--- Task to complete ---
Copy out, word for word, the lines of the records from the very first one through the line containing "point(31, 459)", with both of those lines included.

Point annotation records:
###

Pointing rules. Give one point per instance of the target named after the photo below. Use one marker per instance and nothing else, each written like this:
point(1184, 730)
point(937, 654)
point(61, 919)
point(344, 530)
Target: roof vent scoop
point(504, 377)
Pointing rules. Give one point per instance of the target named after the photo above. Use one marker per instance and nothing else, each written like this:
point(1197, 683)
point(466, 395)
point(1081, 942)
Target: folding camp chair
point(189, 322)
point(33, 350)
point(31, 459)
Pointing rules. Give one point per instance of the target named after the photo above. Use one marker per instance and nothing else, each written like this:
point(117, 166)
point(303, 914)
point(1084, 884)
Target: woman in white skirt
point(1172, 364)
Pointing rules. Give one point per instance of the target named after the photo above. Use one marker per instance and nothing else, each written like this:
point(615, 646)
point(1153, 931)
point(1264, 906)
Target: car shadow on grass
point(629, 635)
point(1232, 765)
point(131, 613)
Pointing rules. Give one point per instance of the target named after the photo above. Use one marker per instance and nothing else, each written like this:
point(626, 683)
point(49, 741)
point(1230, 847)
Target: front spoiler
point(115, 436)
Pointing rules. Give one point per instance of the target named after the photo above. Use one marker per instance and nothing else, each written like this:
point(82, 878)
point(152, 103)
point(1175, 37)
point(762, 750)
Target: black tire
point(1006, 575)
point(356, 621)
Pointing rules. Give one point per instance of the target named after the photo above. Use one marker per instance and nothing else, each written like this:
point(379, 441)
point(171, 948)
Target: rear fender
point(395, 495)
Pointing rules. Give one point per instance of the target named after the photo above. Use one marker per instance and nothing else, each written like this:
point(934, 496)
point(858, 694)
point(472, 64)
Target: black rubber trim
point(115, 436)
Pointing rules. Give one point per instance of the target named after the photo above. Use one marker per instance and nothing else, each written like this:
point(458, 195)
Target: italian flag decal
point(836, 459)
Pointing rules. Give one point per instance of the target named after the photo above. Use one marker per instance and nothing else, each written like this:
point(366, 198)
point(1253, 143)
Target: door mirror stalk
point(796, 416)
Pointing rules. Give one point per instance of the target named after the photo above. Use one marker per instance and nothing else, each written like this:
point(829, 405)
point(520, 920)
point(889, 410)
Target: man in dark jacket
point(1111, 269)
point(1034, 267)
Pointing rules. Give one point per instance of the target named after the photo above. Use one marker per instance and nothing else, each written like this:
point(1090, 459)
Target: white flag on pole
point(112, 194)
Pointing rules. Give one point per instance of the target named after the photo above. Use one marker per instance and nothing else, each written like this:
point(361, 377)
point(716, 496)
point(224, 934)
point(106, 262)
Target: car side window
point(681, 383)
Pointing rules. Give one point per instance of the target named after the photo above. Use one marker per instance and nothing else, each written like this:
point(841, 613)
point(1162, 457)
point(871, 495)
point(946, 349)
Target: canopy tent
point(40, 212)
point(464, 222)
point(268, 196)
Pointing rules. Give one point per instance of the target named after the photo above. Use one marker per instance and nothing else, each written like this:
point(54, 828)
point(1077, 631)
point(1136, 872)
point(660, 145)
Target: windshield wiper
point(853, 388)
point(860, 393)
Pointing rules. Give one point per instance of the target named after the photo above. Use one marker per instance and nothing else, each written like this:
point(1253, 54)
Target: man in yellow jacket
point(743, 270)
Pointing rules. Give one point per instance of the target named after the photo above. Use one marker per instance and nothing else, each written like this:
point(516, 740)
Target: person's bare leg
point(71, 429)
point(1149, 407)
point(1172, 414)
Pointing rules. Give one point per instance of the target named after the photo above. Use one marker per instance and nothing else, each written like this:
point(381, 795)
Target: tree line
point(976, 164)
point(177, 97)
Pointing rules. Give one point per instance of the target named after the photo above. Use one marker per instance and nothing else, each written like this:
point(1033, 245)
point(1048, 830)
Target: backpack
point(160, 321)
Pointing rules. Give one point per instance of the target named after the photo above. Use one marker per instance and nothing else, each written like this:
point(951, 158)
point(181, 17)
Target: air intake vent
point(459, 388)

###

--- Exercise result ---
Pointing rules. Give one point per instance of the target named after the photo below. Use one marker per instance and nothing else, each written like this:
point(1184, 730)
point(937, 654)
point(61, 919)
point(344, 530)
Target: roof vent scoop
point(504, 377)
Pointing rules. Give one point per instance of the target named after the photo above. Use one marker per instance and nothing else, each written like this:
point(1197, 683)
point(466, 395)
point(1081, 942)
Target: folding camp chair
point(189, 322)
point(33, 350)
point(31, 459)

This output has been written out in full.